**TEXT PASSAGE**
The 2005–06 season was Port Vale's 94th season of football in the English Football League, and second successive season in League One. They finished in mid-table, and exited the League Cup at the First Round and the League Trophy at the Second Round. In the FA Cup, Vale made it to the Fourth Round, where they were knocked out 3–1 by top-flight Aston Villa. Foyle's efforts to build a promotion-winning team were boosted when Vale gained striker Leon Constantine, but his efforts were hindered with the sales of both Sam Collins and Billy Paynter.

Overview

League One
The pre-season saw Martin Foyle sign Micky Bell and Hector Sam on free transfers from Bristol City and Wrexham respectively. He also took in promising young striker Chris Cornes on loan from Wolverhampton Wanderers, who would impress in a Vale shirt.

**PROVIDED DATA**
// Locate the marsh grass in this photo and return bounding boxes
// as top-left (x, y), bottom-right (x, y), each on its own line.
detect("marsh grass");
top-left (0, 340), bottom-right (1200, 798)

**SET OF TASKS**
**A.** List every football club other than Port Vale that is named in the text on Port Vale's 2005–06 season above.
**B.** Give again the part of the text on Port Vale's 2005–06 season, starting at "The 2005–06 season" and ending at "a Vale shirt.".

**PER-TASK OUTPUTS**
**A.** Aston Villa, Bristol City, Wrexham, Wolverhampton Wanderers

**B.**
The 2005–06 season was Port Vale's 94th season of football in the English Football League, and second successive season in League One. They finished in mid-table, and exited the League Cup at the First Round and the League Trophy at the Second Round. In the FA Cup, Vale made it to the Fourth Round, where they were knocked out 3–1 by top-flight Aston Villa. Foyle's efforts to build a promotion-winning team were boosted when Vale gained striker Leon Constantine, but his efforts were hindered with the sales of both Sam Collins and Billy Paynter.

Overview

League One
The pre-season saw Martin Foyle sign Micky Bell and Hector Sam on free transfers from Bristol City and Wrexham respectively. He also took in promising young striker Chris Cornes on loan from Wolverhampton Wanderers, who would impress in a Vale shirt.